> _TASK DETAILS_
Determine how many lines in the rows below contain the string "rapid", where case counts. Give only the number.

> _SUPPLIED DATA_
· · · · · · ·

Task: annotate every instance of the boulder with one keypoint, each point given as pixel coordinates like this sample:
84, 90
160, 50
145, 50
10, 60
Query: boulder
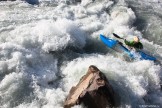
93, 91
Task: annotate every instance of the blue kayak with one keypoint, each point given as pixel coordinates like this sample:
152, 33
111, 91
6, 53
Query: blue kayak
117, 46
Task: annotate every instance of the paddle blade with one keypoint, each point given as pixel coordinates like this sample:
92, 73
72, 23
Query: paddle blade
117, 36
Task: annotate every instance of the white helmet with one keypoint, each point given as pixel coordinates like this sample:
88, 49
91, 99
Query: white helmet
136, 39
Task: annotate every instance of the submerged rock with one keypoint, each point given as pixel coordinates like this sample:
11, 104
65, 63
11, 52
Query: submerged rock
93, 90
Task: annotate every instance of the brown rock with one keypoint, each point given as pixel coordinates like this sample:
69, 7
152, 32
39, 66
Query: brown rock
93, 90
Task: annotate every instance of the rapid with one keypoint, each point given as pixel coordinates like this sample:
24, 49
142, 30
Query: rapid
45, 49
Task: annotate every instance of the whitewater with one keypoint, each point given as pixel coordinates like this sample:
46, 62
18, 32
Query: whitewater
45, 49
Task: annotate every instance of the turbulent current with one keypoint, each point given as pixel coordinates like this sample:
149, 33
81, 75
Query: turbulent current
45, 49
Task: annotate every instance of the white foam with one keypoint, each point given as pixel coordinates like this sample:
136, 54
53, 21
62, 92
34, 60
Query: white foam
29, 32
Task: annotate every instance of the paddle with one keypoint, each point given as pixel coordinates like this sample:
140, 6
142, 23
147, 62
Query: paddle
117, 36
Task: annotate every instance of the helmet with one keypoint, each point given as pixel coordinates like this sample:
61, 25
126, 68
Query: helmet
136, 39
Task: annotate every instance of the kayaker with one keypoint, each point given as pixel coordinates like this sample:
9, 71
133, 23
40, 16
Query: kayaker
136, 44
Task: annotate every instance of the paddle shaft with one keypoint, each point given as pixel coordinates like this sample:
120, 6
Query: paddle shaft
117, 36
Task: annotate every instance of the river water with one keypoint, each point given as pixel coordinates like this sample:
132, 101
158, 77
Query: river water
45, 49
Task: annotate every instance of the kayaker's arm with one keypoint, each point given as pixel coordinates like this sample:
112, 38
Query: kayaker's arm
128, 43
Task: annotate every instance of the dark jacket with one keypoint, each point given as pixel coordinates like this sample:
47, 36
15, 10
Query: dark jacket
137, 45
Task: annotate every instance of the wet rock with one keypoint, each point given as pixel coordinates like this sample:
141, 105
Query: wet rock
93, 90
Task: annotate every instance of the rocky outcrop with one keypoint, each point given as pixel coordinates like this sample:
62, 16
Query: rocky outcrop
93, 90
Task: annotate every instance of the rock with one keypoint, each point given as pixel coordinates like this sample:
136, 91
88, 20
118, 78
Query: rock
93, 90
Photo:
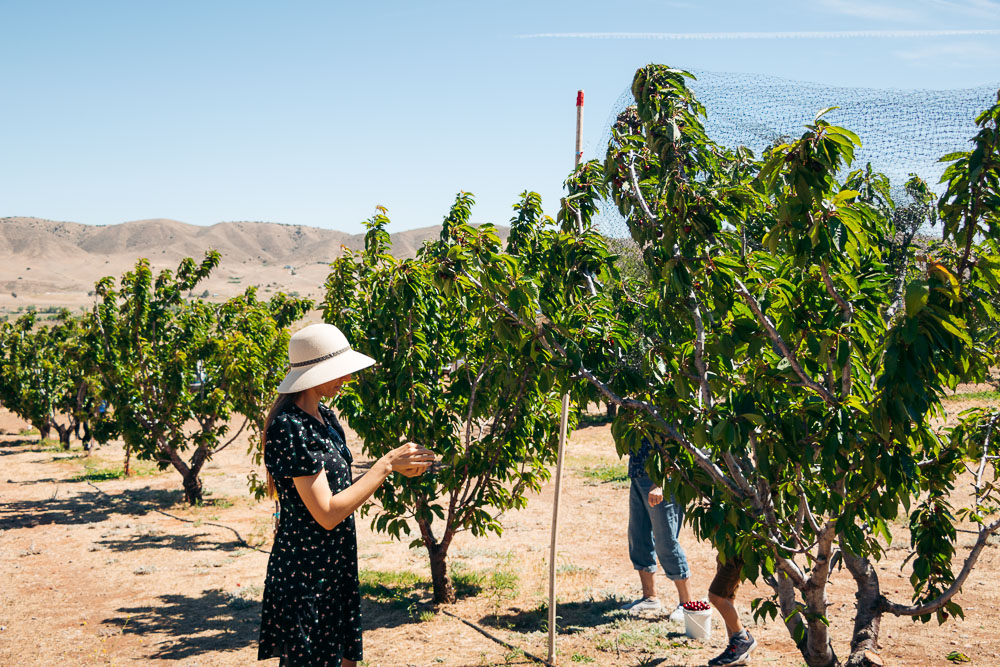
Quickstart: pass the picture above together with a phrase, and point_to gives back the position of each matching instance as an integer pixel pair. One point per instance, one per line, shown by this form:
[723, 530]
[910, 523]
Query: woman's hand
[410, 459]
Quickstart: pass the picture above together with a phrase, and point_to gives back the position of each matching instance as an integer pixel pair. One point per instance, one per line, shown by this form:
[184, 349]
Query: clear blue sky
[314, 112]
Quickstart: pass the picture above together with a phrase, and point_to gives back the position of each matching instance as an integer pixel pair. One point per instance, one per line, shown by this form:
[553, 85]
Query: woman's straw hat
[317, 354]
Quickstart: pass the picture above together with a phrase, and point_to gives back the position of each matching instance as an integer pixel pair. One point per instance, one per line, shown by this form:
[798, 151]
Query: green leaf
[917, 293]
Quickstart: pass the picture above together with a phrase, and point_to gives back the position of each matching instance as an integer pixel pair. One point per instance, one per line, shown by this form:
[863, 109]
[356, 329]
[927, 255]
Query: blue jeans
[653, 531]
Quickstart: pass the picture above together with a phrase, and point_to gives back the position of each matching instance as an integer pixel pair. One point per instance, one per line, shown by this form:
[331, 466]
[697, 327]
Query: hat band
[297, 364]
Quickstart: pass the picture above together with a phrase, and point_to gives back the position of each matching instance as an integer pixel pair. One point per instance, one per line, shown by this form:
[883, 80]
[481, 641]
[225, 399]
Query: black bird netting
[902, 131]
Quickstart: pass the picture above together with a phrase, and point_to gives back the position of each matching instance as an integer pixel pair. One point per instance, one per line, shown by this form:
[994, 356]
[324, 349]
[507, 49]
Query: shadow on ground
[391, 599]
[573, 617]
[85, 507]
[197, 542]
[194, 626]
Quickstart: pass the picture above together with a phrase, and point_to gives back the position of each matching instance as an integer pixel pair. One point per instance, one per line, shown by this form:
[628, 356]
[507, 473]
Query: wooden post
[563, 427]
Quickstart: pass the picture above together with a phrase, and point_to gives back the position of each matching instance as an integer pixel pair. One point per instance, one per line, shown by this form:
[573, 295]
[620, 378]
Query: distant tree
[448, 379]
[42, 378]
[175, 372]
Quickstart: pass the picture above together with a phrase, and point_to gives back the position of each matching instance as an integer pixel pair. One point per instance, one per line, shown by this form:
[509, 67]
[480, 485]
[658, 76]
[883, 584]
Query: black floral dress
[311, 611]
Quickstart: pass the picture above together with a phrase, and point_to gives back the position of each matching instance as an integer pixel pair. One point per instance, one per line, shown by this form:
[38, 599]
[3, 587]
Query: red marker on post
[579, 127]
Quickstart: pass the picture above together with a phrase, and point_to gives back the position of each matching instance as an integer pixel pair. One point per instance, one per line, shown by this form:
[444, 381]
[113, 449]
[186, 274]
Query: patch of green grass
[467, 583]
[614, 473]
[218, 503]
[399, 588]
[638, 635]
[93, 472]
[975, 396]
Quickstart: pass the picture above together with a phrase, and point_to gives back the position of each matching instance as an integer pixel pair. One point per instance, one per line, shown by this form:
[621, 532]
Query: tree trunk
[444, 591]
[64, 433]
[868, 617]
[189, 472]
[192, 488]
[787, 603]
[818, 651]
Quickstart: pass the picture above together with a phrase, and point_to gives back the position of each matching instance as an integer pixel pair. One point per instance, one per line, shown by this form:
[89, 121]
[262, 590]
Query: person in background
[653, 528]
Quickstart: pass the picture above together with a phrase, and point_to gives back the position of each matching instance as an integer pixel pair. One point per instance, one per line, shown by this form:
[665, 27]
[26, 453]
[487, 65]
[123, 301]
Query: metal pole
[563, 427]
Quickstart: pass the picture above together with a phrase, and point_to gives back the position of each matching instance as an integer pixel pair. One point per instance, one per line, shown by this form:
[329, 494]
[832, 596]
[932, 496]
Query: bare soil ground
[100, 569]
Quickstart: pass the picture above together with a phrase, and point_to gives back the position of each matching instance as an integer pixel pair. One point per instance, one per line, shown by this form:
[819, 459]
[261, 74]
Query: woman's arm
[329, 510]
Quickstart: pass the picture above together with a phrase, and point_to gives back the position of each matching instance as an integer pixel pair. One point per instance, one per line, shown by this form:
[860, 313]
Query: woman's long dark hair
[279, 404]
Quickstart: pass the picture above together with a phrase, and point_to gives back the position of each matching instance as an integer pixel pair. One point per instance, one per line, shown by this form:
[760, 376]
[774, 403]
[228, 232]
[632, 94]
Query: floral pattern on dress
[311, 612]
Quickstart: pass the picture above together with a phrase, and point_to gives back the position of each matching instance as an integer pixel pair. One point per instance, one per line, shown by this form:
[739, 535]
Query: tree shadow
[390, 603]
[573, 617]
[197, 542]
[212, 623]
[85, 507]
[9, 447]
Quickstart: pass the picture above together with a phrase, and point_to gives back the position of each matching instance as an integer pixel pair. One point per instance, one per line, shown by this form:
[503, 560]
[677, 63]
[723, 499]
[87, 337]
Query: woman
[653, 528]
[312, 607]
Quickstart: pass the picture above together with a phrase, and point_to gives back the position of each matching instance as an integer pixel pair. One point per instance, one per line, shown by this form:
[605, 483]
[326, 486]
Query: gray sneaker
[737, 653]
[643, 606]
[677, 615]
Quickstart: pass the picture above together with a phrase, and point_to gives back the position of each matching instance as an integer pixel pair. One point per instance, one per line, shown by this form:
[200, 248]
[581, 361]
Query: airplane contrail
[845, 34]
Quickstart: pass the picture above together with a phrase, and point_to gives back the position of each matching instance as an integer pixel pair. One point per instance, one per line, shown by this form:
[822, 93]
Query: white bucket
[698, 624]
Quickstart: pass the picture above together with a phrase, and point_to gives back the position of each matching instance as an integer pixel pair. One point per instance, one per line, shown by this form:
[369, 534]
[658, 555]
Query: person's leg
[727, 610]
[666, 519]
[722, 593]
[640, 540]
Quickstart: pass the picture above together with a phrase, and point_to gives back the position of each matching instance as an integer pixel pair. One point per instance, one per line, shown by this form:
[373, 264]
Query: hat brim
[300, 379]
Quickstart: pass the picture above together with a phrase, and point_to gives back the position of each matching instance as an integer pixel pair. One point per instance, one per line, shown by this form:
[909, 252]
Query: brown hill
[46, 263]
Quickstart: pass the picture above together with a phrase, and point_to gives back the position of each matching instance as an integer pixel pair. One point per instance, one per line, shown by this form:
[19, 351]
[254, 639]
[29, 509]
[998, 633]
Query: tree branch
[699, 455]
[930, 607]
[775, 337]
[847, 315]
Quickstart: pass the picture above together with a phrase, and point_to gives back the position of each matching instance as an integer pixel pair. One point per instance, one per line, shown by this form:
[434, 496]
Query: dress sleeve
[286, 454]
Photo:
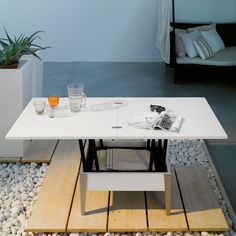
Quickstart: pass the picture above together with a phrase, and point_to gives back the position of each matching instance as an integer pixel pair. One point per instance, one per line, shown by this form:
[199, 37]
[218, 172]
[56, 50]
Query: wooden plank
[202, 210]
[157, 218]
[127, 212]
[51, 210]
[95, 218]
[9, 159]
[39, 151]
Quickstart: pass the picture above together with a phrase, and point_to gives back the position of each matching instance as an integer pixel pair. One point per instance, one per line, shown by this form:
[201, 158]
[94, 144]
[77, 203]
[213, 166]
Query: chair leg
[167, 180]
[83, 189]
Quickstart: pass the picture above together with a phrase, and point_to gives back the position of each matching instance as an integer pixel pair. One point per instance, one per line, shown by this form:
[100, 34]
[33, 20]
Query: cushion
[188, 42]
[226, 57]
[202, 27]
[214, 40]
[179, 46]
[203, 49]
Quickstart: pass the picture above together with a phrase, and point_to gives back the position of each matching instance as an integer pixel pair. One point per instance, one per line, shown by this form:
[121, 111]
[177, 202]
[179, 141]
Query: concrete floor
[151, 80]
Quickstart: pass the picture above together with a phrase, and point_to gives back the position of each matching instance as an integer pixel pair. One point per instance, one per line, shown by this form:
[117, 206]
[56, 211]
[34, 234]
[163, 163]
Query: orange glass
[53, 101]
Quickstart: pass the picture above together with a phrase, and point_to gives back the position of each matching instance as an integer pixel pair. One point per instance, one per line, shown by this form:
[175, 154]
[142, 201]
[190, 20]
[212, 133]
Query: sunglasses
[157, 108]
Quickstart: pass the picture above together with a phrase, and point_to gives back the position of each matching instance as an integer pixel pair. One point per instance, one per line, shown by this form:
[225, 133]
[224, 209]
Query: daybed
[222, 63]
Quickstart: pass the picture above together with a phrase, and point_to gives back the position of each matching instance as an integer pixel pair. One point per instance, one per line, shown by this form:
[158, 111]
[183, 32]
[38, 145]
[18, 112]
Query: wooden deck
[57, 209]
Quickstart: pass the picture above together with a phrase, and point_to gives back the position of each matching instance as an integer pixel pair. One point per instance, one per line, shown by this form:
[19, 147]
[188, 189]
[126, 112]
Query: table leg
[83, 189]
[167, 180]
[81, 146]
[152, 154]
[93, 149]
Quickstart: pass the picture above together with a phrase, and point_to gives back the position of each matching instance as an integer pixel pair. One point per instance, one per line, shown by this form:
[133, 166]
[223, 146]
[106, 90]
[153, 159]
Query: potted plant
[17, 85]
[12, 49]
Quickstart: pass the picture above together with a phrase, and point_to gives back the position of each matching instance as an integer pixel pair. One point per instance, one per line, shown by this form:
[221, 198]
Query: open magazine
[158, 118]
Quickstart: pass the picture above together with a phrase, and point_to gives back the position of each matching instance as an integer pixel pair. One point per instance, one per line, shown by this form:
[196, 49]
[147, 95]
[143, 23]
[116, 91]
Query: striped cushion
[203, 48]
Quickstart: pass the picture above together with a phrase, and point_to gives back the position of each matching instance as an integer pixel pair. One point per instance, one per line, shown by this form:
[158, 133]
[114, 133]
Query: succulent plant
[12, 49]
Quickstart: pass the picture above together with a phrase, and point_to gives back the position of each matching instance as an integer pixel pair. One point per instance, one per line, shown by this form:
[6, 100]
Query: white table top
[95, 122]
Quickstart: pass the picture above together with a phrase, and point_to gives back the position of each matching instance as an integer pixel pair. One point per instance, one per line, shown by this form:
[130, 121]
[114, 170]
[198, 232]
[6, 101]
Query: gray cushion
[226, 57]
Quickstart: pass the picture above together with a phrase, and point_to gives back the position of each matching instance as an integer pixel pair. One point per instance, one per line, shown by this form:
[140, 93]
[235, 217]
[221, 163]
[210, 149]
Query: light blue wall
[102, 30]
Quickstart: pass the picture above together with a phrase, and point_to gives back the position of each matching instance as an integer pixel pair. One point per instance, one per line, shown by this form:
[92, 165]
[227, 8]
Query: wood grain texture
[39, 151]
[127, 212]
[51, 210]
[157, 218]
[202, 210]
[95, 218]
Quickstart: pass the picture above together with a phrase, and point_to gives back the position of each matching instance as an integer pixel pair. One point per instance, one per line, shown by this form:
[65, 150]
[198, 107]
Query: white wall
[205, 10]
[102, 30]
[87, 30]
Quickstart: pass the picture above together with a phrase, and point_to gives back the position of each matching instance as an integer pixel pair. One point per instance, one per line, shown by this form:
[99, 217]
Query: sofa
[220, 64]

· · · · · · ·

> _WRITTEN ANSWER_
2